**Work to do**.
In the records below, find every line that contains the string "shrub" and copy each of those lines. Case counts, so match uppercase and lowercase letters precisely.

**Data to process**.
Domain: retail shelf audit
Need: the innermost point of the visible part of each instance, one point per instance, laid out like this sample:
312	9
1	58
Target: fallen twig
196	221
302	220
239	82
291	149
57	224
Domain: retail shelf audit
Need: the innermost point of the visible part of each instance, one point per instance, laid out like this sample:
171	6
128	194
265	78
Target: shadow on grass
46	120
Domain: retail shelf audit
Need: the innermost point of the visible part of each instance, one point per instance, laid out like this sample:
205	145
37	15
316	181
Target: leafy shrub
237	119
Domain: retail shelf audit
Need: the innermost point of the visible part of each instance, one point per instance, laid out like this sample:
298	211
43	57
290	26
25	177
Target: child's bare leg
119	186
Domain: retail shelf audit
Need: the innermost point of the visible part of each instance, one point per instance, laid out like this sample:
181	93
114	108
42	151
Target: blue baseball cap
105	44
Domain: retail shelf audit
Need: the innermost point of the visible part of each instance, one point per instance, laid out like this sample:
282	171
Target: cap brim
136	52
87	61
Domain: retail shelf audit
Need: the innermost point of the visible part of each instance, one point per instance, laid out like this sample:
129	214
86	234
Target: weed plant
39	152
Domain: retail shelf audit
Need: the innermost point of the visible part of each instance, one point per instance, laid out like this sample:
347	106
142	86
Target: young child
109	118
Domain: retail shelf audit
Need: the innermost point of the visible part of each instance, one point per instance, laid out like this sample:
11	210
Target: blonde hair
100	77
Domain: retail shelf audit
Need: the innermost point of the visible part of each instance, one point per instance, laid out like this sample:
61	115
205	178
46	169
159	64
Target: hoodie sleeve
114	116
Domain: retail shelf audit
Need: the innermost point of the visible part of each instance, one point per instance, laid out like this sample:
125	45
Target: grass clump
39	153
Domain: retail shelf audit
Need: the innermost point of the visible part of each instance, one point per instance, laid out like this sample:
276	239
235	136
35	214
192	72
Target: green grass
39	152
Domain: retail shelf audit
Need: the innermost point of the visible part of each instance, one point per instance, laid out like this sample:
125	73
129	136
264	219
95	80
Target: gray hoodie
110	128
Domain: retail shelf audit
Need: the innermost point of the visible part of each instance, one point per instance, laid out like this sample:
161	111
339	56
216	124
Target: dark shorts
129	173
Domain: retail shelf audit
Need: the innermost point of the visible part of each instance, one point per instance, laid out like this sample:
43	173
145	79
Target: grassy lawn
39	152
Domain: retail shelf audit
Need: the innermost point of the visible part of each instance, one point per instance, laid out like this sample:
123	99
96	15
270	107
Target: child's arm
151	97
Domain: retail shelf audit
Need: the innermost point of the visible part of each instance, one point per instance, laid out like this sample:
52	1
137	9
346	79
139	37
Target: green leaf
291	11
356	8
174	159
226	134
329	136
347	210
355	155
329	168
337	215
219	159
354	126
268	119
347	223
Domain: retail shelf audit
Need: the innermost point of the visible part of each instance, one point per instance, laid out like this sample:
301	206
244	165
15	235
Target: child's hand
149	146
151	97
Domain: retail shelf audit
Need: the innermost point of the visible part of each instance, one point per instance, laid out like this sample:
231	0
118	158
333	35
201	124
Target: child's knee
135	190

==

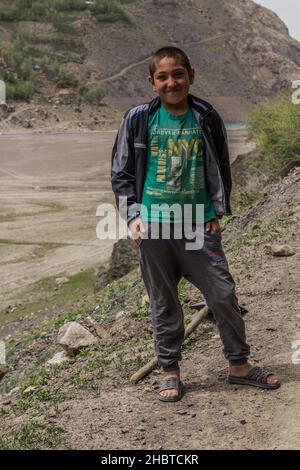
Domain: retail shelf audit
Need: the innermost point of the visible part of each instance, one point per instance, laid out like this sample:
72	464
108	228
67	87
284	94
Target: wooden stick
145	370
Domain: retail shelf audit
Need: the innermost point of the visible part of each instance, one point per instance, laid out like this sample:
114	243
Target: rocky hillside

==

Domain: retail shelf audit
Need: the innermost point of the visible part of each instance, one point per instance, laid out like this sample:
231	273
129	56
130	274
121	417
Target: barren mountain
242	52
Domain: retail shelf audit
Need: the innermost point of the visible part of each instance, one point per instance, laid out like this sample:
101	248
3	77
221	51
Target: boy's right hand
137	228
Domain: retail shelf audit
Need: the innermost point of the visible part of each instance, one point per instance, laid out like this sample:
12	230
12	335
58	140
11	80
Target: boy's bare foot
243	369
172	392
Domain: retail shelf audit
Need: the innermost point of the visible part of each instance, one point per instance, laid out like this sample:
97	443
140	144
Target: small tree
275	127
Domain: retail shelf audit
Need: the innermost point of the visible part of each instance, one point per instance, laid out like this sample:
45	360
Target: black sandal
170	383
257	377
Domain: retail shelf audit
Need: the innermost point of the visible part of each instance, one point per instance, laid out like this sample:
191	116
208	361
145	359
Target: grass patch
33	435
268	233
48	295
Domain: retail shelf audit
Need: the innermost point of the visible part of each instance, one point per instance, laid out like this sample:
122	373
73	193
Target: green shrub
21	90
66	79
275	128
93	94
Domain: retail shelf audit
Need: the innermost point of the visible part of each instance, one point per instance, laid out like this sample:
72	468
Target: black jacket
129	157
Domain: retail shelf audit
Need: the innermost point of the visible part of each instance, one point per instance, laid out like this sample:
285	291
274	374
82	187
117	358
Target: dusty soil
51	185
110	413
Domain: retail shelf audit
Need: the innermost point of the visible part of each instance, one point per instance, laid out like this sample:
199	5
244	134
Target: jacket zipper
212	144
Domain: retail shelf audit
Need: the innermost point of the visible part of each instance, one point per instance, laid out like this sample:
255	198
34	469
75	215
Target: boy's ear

**Reply**.
Target: leafy shrub
Target: green shrub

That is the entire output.